> Exercise 1
Summarize the article about Marissa Grace in two sentences.
> Exercise 2
In the article about Marissa Grace, which fair stage was her band set to play on Friday, May 31?
> Exercise 3
Using Grace's own words in the article about Marissa Grace, explain in one to three sentences how she arrives at the perspective behind her music.

Excerpted passage Start Marker

Marissa Grace

Marissa Grace takes the stage at Del Mar Fair

The album cover of Marissa Grace’s latest work.

Neil Sedaka, Smokey Robinson and Dionne Warwick are set to play this year’s San Diego County Fair, which first opened in 1936, when Sedaka was a mere 3-years old. None of them, of course, had the foggiest as to what the American entertainment realm held for them. Life was big and scary, and for all they knew, their talents were hidden in everything from landscape architecture to shoe sales. 

History, of course, had other ideas — ideas that one La Mesa native has already embraced out of hand. At 16, she’s just worked her fourth consecutive fair; she’ll sing the National Anthem this Friday, June 7, as the Padres take on the Washington Nationals at Petco; she and her band have already played Cleveland’s Rock & Roll Hall of Fame; she’s been a Spotify featured artist and participated in a Nickelodeon national campaign on teen self-esteem; and she’s let her disarmingly charitable spirit fuel everything from her music to her off-the-charts grade point average.

For the sake of their illustrious careers, the other three simply must reach out and see how it’s done. 

Singer/songwriter Marissa Grace, after all, had an impression to impart on Friday, May 31. That’s when her band was set to take the fair’s Ballast Point Paddock Stage, their music infused with layer after layer of blues, rock, jazz and whatever else came to mind. Grace, whose mother and father are musicians, has described her music as “open” and “diverse” amid its themes, which include items like teen body image and hope for the future — but she agrees that positive story interpretation, apart from musical style, is its key.

“I look at everything I go through,” she explains, “and I try to get a perspective. I see how I dealt with [a life situation] and how other people are dealing with it and that everyone has a chance to have a clean slate and rid themselves of all the [adversity] that comes their way.”

Witness, for example, the inspiration behind “Journey,” a single from the LP “Will,” released last fall and titled after Grace’s grandfather. 

“Let the current take you anywhere it wants to,” Grace lilts, “The journey of your life, it all begins tonight.” 

The alto and soprano are languid and free, their heavy vibrato fueling the promise of happier times regardless of the obstacle. 

Similarly, her lyrics frame life’s disappointments as divots in an otherwise smooth road, one that ends without fear of reprisal. 

“My boy, my boy, my boy,” she quietly scolds in the eponymous single, “don’t love me like he promised. My boy, my boy, my boy, he ain’t a man; he sure as hell ain’t honest.”

Excerpted passage End Marker
Material shown Start Marker

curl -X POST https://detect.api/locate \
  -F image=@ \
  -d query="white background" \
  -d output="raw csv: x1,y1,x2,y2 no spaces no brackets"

Material shown End Marker
Material shown Start Marker

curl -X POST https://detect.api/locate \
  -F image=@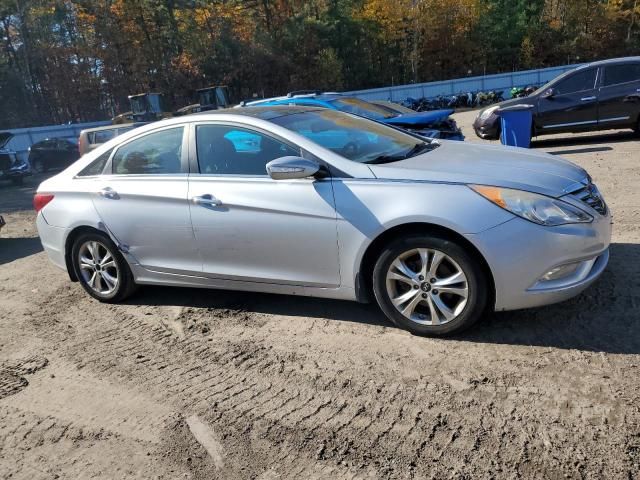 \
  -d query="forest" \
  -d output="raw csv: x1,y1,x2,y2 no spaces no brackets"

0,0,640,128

Material shown End Marker
Material shown Start Marker

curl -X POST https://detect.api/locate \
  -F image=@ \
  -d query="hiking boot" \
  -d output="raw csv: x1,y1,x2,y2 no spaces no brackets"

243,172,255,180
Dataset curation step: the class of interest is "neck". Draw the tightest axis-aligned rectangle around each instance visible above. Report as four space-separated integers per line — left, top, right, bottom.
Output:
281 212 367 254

Material shown End Marker

> Solution 1
Marissa Grace, a 16-year-old singer/songwriter from La Mesa, has worked four consecutive fairs, played Cleveland's Rock & Roll Hall of Fame with her band, and is set to sing the National Anthem at a Padres game at Petco. Her music mixes blues, rock, jazz and other styles and takes on themes such as teen body image and hope for the future, and she agrees that positive story interpretation is its key.

> Solution 2
The Ballast Point Paddock Stage.

> Solution 3
She looks at everything she goes through and tries to get a perspective by seeing how she dealt with a life situation and how other people are dealing with it. From that she sees that everyone has a chance at a clean slate, free of the adversity that comes their way.